*** Opening INFORMATION GIVEN ***
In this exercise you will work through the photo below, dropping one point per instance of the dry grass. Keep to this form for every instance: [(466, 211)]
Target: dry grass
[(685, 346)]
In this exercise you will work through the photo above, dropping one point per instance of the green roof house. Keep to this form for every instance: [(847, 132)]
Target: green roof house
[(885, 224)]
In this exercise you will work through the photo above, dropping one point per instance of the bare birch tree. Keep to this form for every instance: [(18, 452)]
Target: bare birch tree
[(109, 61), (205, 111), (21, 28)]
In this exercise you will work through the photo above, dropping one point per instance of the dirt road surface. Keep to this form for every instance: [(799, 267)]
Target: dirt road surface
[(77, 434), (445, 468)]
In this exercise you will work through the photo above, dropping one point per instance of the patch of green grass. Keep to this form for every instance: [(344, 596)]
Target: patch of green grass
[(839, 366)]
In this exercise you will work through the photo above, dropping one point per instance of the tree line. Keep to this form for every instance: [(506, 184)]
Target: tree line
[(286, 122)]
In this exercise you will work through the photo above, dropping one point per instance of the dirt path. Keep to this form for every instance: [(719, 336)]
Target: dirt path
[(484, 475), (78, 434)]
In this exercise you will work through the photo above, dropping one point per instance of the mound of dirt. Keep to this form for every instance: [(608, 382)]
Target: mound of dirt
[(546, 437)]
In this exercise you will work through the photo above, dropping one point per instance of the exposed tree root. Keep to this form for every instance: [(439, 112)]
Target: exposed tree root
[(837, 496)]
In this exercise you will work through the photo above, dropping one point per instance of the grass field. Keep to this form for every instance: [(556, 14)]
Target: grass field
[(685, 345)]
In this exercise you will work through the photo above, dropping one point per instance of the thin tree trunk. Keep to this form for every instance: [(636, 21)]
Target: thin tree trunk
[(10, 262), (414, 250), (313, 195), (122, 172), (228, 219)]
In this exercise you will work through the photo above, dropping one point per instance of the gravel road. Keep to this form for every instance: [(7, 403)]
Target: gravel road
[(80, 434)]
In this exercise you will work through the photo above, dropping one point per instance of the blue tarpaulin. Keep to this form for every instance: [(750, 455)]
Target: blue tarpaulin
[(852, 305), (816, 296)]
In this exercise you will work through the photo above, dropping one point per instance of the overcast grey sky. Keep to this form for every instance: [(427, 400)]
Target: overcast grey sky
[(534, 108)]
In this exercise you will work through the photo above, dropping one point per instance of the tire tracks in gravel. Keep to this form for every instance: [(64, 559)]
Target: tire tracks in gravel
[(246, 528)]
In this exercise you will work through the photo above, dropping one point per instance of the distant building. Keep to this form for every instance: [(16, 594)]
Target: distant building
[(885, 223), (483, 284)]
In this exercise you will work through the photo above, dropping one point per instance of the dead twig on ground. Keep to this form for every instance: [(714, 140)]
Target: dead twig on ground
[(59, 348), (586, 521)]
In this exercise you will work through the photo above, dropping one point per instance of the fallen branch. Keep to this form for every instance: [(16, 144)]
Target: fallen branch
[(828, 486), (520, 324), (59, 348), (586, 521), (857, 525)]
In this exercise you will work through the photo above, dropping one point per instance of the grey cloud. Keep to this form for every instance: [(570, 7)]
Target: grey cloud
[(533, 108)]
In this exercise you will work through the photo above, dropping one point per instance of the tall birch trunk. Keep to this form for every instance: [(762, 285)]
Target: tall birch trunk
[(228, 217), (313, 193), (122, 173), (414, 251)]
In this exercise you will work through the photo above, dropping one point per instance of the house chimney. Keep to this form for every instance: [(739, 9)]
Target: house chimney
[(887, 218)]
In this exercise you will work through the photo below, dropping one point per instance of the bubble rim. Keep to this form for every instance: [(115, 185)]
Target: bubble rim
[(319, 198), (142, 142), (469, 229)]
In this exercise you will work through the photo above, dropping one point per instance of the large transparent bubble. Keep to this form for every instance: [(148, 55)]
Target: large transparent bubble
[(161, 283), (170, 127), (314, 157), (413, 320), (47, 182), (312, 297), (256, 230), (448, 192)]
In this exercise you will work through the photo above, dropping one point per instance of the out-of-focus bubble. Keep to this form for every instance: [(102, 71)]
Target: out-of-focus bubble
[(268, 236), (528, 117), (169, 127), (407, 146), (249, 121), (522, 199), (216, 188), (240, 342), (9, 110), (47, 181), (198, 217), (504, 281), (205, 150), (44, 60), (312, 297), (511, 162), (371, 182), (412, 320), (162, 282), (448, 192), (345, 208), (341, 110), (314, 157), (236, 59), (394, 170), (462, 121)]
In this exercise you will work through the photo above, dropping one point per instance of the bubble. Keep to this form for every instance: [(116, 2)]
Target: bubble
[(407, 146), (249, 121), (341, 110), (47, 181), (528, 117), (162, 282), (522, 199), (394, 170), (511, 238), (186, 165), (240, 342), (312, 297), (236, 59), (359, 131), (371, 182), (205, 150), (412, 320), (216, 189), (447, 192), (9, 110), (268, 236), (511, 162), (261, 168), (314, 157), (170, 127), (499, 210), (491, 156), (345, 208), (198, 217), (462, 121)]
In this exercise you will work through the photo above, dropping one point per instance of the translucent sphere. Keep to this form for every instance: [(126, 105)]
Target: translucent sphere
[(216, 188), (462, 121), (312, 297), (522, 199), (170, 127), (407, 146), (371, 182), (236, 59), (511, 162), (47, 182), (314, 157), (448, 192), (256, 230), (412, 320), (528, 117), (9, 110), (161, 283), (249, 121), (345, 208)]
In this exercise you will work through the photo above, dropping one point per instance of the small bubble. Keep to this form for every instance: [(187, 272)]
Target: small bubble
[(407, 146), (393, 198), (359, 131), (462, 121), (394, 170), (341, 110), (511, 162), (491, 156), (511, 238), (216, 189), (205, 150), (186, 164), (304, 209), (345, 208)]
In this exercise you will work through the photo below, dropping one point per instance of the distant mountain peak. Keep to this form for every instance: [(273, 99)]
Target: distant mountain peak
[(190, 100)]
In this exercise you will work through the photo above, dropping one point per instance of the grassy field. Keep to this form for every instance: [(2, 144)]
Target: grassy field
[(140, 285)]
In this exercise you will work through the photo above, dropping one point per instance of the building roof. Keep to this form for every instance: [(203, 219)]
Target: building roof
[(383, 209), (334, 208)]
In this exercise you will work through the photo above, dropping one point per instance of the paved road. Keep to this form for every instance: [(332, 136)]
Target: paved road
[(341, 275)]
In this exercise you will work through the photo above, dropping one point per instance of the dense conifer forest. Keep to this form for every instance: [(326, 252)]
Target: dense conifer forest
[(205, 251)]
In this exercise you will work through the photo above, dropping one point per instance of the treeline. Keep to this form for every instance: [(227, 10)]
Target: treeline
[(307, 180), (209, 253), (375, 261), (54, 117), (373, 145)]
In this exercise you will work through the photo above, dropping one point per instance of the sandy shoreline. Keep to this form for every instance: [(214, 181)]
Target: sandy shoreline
*** Closing INFORMATION GIVEN ***
● **TASK BRIEF**
Retype exactly the lines from the first line of the records above through the line containing "instance: [(608, 382)]", both included, and nothing else.

● **RESULT OF THE TASK**
In this exercise you will work through the photo below, dropping one point per instance of the dry grass. Keep to this form for every instance: [(466, 211)]
Target: dry grass
[(685, 346)]
In this exercise you will work through the photo above, dropping one point per instance of the green roof house. Keep to this form for every instance: [(847, 132)]
Target: green roof house
[(885, 224)]
In this exercise you will work through the photo above, dropping one point per instance of the bare birch tree. Keep to this form for every instance: [(18, 452)]
Target: bare birch tree
[(109, 61), (205, 111), (21, 28)]
In this exercise you will work through the photo above, dropping one point per instance of the dirt road surface. Keep to this form for every instance: [(799, 267)]
Target: dirt road surface
[(77, 434), (445, 468)]
In this exercise you will work through the photo above, dropping one point per instance of the patch of green grass. Keep to this form for every instance: [(344, 596)]
Target: patch of green grass
[(839, 366)]
In this exercise you will work through the photo above, dropping one point per instance of the tree line. Keep to this form for every instance: [(506, 184)]
Target: tree line
[(286, 122)]
In this exercise you will work through the photo above, dropping one point per instance of the dirt path. Keep to this form for every instance: [(719, 336)]
Target: dirt path
[(484, 475), (78, 434)]
In this exercise you will work through the photo above, dropping one point per instance of the mound of dirt. Keep to this form for every instance: [(608, 382)]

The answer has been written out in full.